* _PROBLEM TO SOLVE_:
Rewrite the items below, changing "each instance" to "every instance" and keeping everything else the same.

* _SUPPLIED DATA_:
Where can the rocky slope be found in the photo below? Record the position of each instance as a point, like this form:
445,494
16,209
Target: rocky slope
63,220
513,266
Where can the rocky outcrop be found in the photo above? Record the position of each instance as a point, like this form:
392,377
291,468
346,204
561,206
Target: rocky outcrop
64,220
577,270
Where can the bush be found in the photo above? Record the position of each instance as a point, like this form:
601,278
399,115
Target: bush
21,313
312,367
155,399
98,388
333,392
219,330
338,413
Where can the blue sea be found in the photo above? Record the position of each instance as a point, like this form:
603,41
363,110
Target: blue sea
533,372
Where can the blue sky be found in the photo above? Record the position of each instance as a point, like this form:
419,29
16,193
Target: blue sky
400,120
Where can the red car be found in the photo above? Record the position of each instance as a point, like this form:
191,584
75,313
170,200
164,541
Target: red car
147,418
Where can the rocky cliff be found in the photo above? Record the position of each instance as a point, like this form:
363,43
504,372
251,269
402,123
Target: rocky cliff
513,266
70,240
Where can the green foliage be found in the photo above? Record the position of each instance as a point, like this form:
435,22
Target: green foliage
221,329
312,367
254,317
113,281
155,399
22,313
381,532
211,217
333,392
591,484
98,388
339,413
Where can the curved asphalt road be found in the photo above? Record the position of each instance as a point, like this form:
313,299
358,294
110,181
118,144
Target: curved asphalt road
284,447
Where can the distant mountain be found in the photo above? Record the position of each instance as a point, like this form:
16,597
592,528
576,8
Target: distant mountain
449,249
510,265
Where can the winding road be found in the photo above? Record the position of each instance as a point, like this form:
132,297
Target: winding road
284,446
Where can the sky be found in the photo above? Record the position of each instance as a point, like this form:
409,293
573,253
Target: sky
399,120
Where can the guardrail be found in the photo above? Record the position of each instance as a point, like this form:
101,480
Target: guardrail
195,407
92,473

* _THE RESPONSE_:
Where can the rocky slope be found in the photo below? Record the position of every instance as a point, like this form:
445,494
16,209
Target: rocky slope
63,220
513,266
Where can the rocky outcrop be found in the photo above? Record the position of every instance as a point, like this form:
392,377
291,468
346,204
561,206
Target: rocky outcrop
64,220
577,270
Where can the bush be found in the photo above? Record the position of every instance as a point, like this form:
601,278
399,115
Target: bush
21,313
312,367
155,399
98,388
333,392
219,330
338,413
Where can the blue sea be found in the photo above? Record the position of every instance as a point, like this form:
603,41
363,110
Target: blue sea
533,372
Where can the blue sky be found in the photo above? Record the position of every instance as a point, like this form:
419,29
16,193
Target: blue sky
400,120
Where can the red car be found in the photo above? Record the position of every instance as a point, like this form:
191,584
75,313
170,200
164,541
Target: red car
147,418
Where can the rocky cliff be found in the photo above? Record the position of every instance as a point, like this form:
363,43
504,372
251,269
402,123
Target: rocky cliff
513,266
70,240
Where can the green foliage be found in the photo above? Record the position of every instance as a point, like this form:
435,22
Target: green foliage
221,329
312,367
254,317
113,281
155,399
22,313
381,532
211,217
333,392
591,484
98,388
339,413
Where can the curved asphalt road be found in the photo above? Record the position of every instance as a point, like this form:
313,299
358,294
110,181
118,144
Target: curved asphalt road
284,447
Where can the distant mountain be found in the photo above? Record the position of every instance as a point, like this form:
16,597
592,528
576,8
Target: distant mountain
449,249
510,265
Where can the winding road be found in the photo above? Record the position of every instance as a point, like this form:
132,297
Target: winding road
284,446
Where can the sky be found in the photo above? Record the position of every instance as a point, like this form:
409,293
573,253
Target: sky
399,120
Where can the guardrail be found in the photo above? Record the position of every instance as a point, like this form:
101,480
Target: guardrail
195,407
92,473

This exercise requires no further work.